● Page excerpt:
········
Introducing GeoXray for Crisis Mapping

My colleague Joel Myhre recently pointed me to Geosemble’s GeoXray platform, which “automatically filters content to your geographic area of interest and to your keywords of interest to provide you with timely, relevant information that enables you and your organization to make better decisions faster.” While I haven’t tested the platform, it seems similar to what Geofeedia offers.

Perhaps the main difference, beyond user-interface and maybe ease-of-use, is that GeoXray pulls in both external public content (from Twitter, Facebook, Blogs, News, PDFs, etc.) and internal sources such as private databases, documents etc. The platform allows users to search content by keyword, location and time. GeoXray also works off the Google Earth Engine, which enables visual-ization from different angles. The tool can also pull in content from Wikimapia and allows users to tag mapped content according to perceived veracity. One of the strengths of the platform appears to be the tool’s automated geo-location feature. For more on GeoXray:

3 responses to “Introducing GeoXray for Crisis Mapping

  1. Pingback: Wikimapia – Let’s describe the whole world! | Biotech Innovator

  2. Thanks for this informative article, it makes some very good points which I hope will help folks in the Humanitarian and Crisis Warning fields.

    To clarify one point above, one major differentiator between GeoXray and a number of other systems is that typically, most systems will map locations in text only if they already have geotags – lattitude and longitude – associated with a place name. The problem is, most people don’t put in that information when they tweet, blog, or write news and other textual documents. As a result, untagged documents would be missed by these systems.
········
● Objective 1: According to the GeoXray post, what does the platform work off that enables visualization from different angles?
● Objective 2: Pull out the passage of the GeoXray post starting with "3 responses to" and going on through "Crisis Warning fields.", copying it word for word.
Rely solely on the GeoXray post to respond.

● Records:
········
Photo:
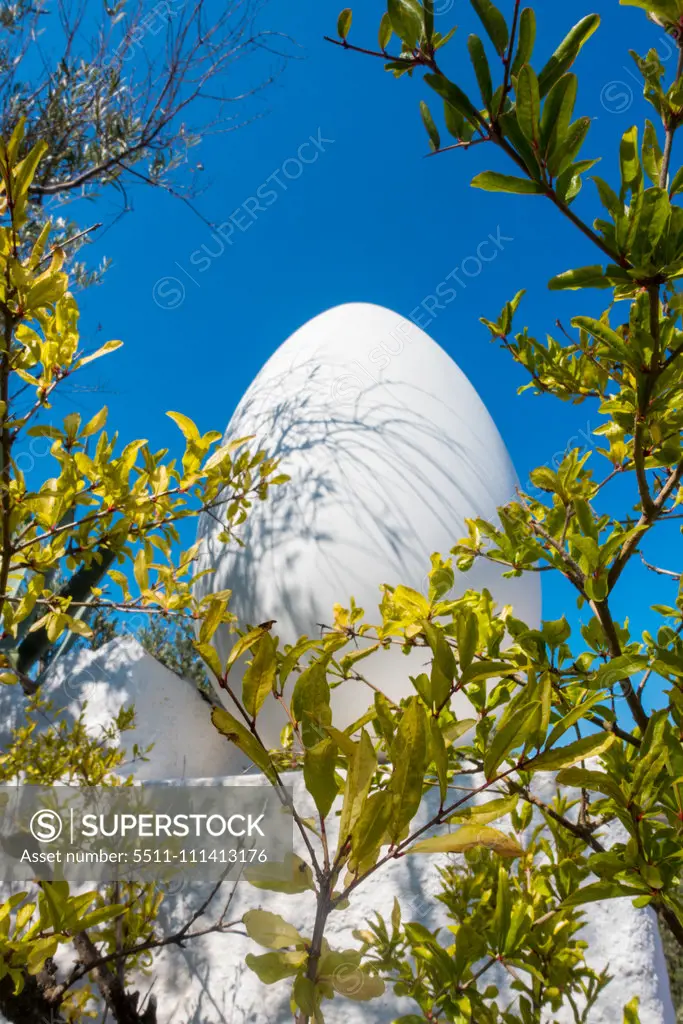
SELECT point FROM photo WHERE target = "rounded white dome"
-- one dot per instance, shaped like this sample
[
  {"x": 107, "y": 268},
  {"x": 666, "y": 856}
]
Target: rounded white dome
[{"x": 389, "y": 450}]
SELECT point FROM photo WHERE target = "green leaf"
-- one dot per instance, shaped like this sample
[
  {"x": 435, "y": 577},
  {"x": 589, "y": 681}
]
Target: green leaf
[
  {"x": 455, "y": 95},
  {"x": 481, "y": 69},
  {"x": 406, "y": 19},
  {"x": 140, "y": 570},
  {"x": 370, "y": 829},
  {"x": 564, "y": 757},
  {"x": 526, "y": 37},
  {"x": 468, "y": 638},
  {"x": 385, "y": 31},
  {"x": 248, "y": 743},
  {"x": 484, "y": 813},
  {"x": 619, "y": 669},
  {"x": 361, "y": 767},
  {"x": 344, "y": 23},
  {"x": 260, "y": 675},
  {"x": 651, "y": 154},
  {"x": 439, "y": 756},
  {"x": 469, "y": 838},
  {"x": 632, "y": 175},
  {"x": 566, "y": 52},
  {"x": 494, "y": 23},
  {"x": 596, "y": 781},
  {"x": 485, "y": 670},
  {"x": 409, "y": 754},
  {"x": 596, "y": 891},
  {"x": 631, "y": 1015},
  {"x": 511, "y": 733},
  {"x": 271, "y": 931},
  {"x": 454, "y": 730},
  {"x": 270, "y": 968},
  {"x": 493, "y": 181},
  {"x": 357, "y": 985},
  {"x": 310, "y": 701},
  {"x": 244, "y": 644},
  {"x": 428, "y": 122},
  {"x": 318, "y": 774},
  {"x": 557, "y": 112},
  {"x": 608, "y": 198},
  {"x": 567, "y": 151},
  {"x": 528, "y": 104},
  {"x": 584, "y": 276},
  {"x": 291, "y": 876},
  {"x": 188, "y": 428},
  {"x": 602, "y": 332},
  {"x": 677, "y": 183}
]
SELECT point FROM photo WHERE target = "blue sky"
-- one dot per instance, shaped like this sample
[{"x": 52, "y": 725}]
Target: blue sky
[{"x": 369, "y": 219}]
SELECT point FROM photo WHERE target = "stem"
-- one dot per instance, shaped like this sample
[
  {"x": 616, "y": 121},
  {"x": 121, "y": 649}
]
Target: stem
[
  {"x": 601, "y": 609},
  {"x": 670, "y": 129},
  {"x": 508, "y": 58}
]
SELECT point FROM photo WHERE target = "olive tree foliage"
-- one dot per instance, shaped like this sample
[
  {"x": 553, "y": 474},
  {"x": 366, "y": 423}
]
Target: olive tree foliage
[
  {"x": 93, "y": 527},
  {"x": 124, "y": 93},
  {"x": 600, "y": 708}
]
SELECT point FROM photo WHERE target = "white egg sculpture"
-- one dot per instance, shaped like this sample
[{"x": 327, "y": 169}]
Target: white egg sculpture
[{"x": 389, "y": 450}]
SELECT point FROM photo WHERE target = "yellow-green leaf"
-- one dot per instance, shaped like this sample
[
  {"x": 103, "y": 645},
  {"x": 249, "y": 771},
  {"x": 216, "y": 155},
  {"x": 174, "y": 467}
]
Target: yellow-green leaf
[{"x": 468, "y": 838}]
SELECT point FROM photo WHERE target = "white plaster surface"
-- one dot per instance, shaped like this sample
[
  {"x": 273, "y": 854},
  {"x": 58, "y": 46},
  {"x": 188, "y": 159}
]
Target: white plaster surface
[
  {"x": 169, "y": 712},
  {"x": 209, "y": 984},
  {"x": 389, "y": 450}
]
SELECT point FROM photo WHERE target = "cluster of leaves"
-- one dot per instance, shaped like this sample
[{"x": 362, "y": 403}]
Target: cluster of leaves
[
  {"x": 540, "y": 699},
  {"x": 510, "y": 916},
  {"x": 98, "y": 538}
]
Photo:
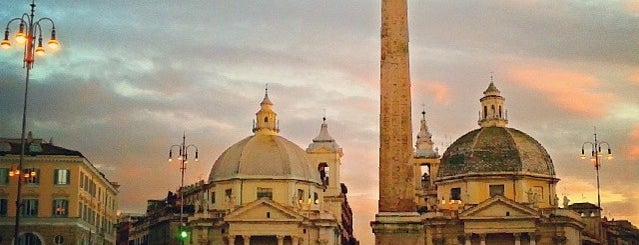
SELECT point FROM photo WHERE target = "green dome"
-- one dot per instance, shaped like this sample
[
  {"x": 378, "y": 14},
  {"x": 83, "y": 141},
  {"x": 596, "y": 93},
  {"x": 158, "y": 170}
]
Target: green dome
[{"x": 495, "y": 150}]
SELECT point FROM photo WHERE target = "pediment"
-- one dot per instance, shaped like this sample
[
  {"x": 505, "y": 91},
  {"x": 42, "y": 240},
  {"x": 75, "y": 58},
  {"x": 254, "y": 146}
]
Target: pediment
[
  {"x": 263, "y": 210},
  {"x": 499, "y": 207}
]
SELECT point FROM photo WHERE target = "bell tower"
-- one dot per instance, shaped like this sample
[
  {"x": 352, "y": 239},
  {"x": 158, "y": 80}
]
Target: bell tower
[{"x": 397, "y": 219}]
········
● Correct output 1: The Google Earth Engine.

● Correct output 2:
3 responses to “Introducing GeoXray for Crisis Mapping

  1. Pingback: Wikimapia – Let’s describe the whole world! | Biotech Innovator

  2. Thanks for this informative article, it makes some very good points which I hope will help folks in the Humanitarian and Crisis Warning fields.